Passage shown »

◇ ◇ ◇ ◇

For centuries haikai poets have used the phonic tools available to them to help cement both sense and sentiment, be it within a given verse, or between the verses of a sequence. It would be strange indeed to suggest that this approach was appropriate solely in the original linguistic and cultural context.

Appearances – the Japanese model

While discussion of linguistic techniques appropriate to English-language haikai has been scant, and heavily skewed by early and often clumsy attempts to re-versify haiku in translation, issues of stanza form have at least been on the agenda … until recent times that is. What shape should a stanza be? Should it have a shape at all? And how long should it be? Measured by what? Dosed and ordered how? And aren’t the proportions, if any, purely visual?

Clearly the starting point for any such enquiry must be the genre from which our interest derives. So let us look first at how the long and short stanzas are set down in Japanese.

A typical stanza is written as a single unbroken column of characters, though in some circumstances it may be typeset as a horizontal line reading left to right. There are no gaps or punctuation marks to indicate the boundaries of a particular phrase or segment. Nor are there additional spaces to separate one word from another.

The Japanese language permits more forms of inflection than are conveyed by the query and exclamation marks common to European systems of writing. Similarly, in the case of haiku and hokku, there is more than one type of cutting word (kireji) each with an associated emotional tone. However, these modes are signalled not by punctuation, but by the inclusion of a word which is considered to be a normal part of speech and which is voiced when a poem is read aloud.

The reader of a haikai stanza in Japanese is therefore presented with an otherwise undifferentiated string of characters, the individuation of words, phrases, metrical beats and rests taking place entirely within the mind. In the case of strict-form haikai, stanzas are composed of a number of metrical feet of five or seven morae – this latter a technical term drawn originally from the prosody of Latin which indicates a standard phonic time unit, and which in this context it is important to distinguish from ‘syllable’.

Each mora (in Japanese: on or haku) is represented by a single character in the phonetic syllabaries (hiragana, katakana) which, with the exception of a number of free-standing vowels and a nasalised ‘n’ not dissimilar to that found in French, may be equated to an Occidental consonant plus short vowel (onset plus nucleus) and therefore written as such in the Romaji phonetic rendering system.

By way of example, the word (onji), which may also be written phonetically as , and was mistakenly thought to be a core term in Japanese poetics, is composed not of two syllables ‘on’ and ‘ji’ but of three morae: the free-standing ’o’, the nasalised ‘n’ and the onset plus nucleus ‘ji’. Clearly, as is the case here with the element ‘on’, utterances considered as a single syllable in English may comprise more than one mora in Japanese. In other words, when it comes to length, to temporal duration, the English syllable is considerably more variable than is the Japanese mora. The syllable is frequently much longer.

It is not unknown for the sounds, and therefore the characters, which compose a word to straddle a pair of metrical feet, but in almost all cases one word will end, and another begin, at a metrical boundary. However the broader syntax is not necessarily interrupted or modulated by the passage from one metrical foot to another. The transition is therefore qualitatively different to that imparted by the Occidental line ending which always confers some form of semantic colouration.

◇ ◇ ◇ ◇

Set exercise 1 » Show each line of the entries that contains the string "post", copying every such line in full.
The haikai passage and the entries are unrelated material.

◇ ◇ ◇ ◇

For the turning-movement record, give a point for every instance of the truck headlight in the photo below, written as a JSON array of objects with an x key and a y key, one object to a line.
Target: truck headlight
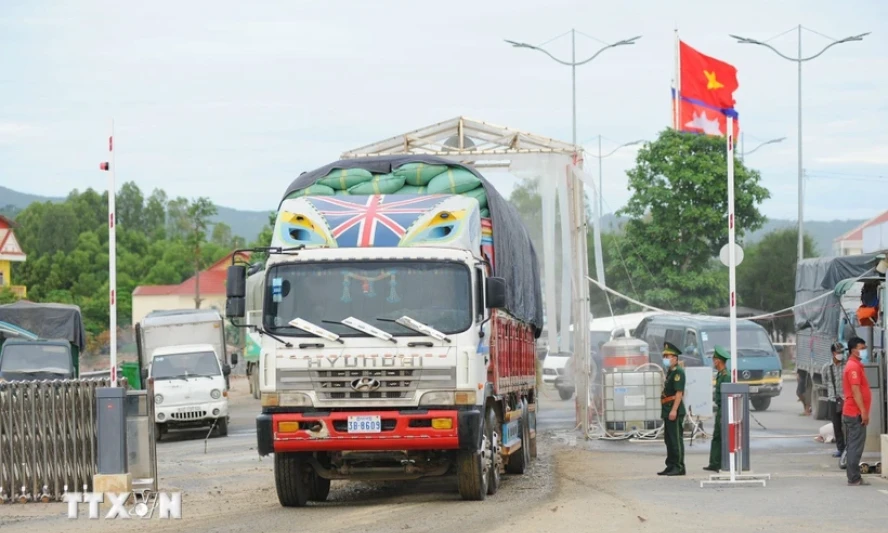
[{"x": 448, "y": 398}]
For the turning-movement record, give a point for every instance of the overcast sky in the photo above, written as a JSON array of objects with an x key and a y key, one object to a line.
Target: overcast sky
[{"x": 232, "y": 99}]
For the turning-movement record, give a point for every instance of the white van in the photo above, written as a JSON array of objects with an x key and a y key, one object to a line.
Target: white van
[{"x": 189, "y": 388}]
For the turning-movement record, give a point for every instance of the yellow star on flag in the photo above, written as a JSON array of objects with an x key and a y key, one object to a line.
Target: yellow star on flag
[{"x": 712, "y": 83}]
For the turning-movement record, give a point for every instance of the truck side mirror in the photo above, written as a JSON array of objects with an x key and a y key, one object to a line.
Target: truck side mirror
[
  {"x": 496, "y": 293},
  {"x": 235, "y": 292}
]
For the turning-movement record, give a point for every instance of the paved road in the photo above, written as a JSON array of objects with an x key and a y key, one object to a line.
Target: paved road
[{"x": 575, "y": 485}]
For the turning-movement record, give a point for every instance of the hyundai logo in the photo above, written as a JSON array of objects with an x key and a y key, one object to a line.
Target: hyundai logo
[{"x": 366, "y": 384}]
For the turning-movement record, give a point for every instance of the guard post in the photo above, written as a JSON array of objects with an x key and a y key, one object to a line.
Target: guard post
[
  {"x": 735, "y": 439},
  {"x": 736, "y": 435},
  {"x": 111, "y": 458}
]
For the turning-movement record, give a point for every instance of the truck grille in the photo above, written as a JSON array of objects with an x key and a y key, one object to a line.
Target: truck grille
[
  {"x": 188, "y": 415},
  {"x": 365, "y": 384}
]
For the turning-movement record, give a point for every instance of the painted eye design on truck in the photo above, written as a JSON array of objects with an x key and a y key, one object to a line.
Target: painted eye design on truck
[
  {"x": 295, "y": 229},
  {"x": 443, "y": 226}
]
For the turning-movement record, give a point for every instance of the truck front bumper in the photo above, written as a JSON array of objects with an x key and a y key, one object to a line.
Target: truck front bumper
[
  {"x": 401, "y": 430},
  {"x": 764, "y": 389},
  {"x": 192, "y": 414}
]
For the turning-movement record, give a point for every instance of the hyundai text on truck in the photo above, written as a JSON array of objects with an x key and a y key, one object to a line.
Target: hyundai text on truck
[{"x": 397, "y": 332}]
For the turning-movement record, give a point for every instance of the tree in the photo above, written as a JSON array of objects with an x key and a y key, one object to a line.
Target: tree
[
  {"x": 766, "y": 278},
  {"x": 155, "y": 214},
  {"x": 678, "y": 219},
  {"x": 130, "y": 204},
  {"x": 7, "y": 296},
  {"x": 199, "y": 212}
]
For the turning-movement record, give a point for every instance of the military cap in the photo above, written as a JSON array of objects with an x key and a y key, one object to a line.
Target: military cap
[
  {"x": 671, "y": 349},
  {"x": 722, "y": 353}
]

◇ ◇ ◇ ◇

Set exercise 2 » According to the passage on haikai stanza form, how many morae make up the word onji?

Task result 1 »
For the turning-movement record, give a point for every instance of the guard post in the photo above, written as a JSON array of objects with an x key and a y key, one object to a line.
Target: guard post

Task result 2 » Three morae: the free-standing 'o', the nasalised 'n', and 'ji'.